* ASSIGNMENT *
From the first line to the last, print the material exactly, skipping the pictures.

* * * *

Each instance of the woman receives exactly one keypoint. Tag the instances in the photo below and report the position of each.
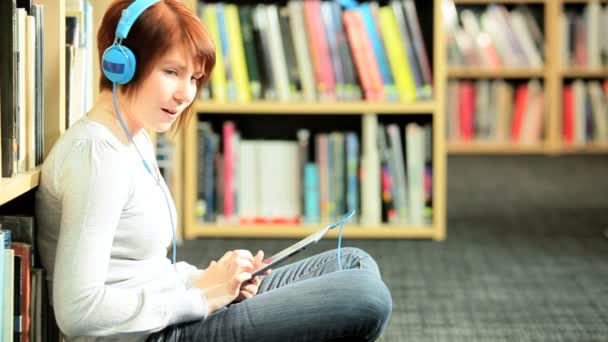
(105, 227)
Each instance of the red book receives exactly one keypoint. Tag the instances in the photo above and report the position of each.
(363, 56)
(521, 102)
(319, 50)
(25, 251)
(228, 136)
(568, 115)
(466, 111)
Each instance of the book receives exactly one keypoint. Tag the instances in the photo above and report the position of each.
(8, 95)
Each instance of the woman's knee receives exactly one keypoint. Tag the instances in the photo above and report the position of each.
(358, 258)
(368, 301)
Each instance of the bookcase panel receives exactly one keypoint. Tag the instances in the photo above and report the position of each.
(267, 119)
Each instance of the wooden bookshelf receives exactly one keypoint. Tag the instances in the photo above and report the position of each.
(478, 2)
(11, 188)
(584, 73)
(266, 107)
(553, 75)
(54, 92)
(470, 72)
(433, 108)
(494, 148)
(582, 1)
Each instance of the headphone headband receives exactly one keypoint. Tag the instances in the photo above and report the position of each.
(130, 14)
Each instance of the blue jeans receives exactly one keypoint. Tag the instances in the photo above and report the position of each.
(309, 300)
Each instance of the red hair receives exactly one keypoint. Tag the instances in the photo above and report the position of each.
(168, 24)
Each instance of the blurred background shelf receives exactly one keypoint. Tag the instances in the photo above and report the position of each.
(472, 72)
(268, 107)
(11, 188)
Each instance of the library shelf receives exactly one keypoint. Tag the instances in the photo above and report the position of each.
(589, 148)
(496, 148)
(358, 107)
(472, 72)
(585, 72)
(14, 187)
(506, 2)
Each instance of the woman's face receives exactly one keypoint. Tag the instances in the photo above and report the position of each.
(166, 92)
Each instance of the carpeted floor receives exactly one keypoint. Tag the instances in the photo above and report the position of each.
(525, 259)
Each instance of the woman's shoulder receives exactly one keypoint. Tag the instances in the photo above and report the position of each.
(87, 134)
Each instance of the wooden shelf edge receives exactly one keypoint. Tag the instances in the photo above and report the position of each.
(265, 107)
(581, 1)
(481, 2)
(11, 188)
(472, 72)
(487, 148)
(286, 232)
(591, 148)
(584, 72)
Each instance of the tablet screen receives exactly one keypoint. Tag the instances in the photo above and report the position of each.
(299, 246)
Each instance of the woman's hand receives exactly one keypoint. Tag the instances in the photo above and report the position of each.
(251, 287)
(221, 282)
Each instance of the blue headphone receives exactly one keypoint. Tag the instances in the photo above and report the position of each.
(118, 61)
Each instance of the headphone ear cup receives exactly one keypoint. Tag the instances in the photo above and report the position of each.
(118, 64)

* * * *

* EXERCISE SOLUTION *
Each instance of the woman receives exactly one keypoint. Tag the instances in the photo below and report the position of each.
(105, 227)
Each instance of the red book receives exactly one keypoint. Tag the instances in the photo above and report the position of each.
(363, 56)
(521, 102)
(319, 50)
(25, 251)
(228, 136)
(568, 115)
(466, 111)
Each instance of the book receives exactly one keypoint. Tag the instances in the photo above and report the position of each.
(8, 95)
Each instance of the woman's knee receives exactly one keypoint. Tag the instances in the photo above and report the position of each.
(358, 258)
(368, 301)
Each instance of the bookcase panel receives exactly one keypoint. Tag the instances in the photo above and report the position of each.
(267, 119)
Each instance of the wooden bookshelf receives exactly one keypoint. Tag the instances in the photo above and report the position of each.
(478, 2)
(11, 188)
(584, 73)
(266, 107)
(553, 75)
(54, 92)
(470, 72)
(433, 108)
(494, 148)
(582, 1)
Each instance of the headphone headband receives exactly one keypoint. Tag the instances in the photo above and report the position of each.
(130, 14)
Each instance of the blue jeans receives exactly one keypoint. Tag the instances in the photo above and report the position of each.
(309, 300)
Each instance of the red hair receives exactly one keypoint. Tag the instances in the photo above and report the position of each.
(168, 24)
Each instance of the blurred background shelf receives exactly one keypoint. Tag the instances in the photo above and report the position of each.
(472, 72)
(268, 107)
(11, 188)
Each instance of the library shelf receives exactly one keypoint. Tag the instances in the photo above and report the position of each.
(589, 148)
(496, 148)
(358, 107)
(472, 72)
(585, 72)
(14, 187)
(506, 2)
Each instance of the woman's face receives exactly one keypoint. Tag the instances in the photo above and report the position of each.
(166, 92)
Each instance of the carpeted floor receives exactly one keypoint. Tag the instances in the photo above and report the position of each.
(525, 259)
Each instance of the woman's shoulder receives exactly one keypoint. Tag the instances in the photo above and report the position of each.
(87, 134)
Each instance of the wooden shelf edge receives exactly one keypoint. Tag the instances in the photo above and report the position of each.
(265, 107)
(581, 1)
(481, 2)
(11, 188)
(472, 72)
(487, 148)
(286, 232)
(591, 148)
(584, 72)
Each instance of the tablet screen receives exactly one keypoint. Tag the instances in the photo above and report the position of each.
(299, 246)
Each instance of the woman's hand receives exactly one keypoint. Tag the instances in the photo above and report the position of each.
(251, 287)
(221, 282)
Each instance of the blue headphone receives exactly one keypoint. Tag the instances in the photo above and report the position of each.
(118, 61)
Each instance of the headphone ear cup receives exactly one keypoint. Tag the instances in the photo above and report the position of each.
(118, 64)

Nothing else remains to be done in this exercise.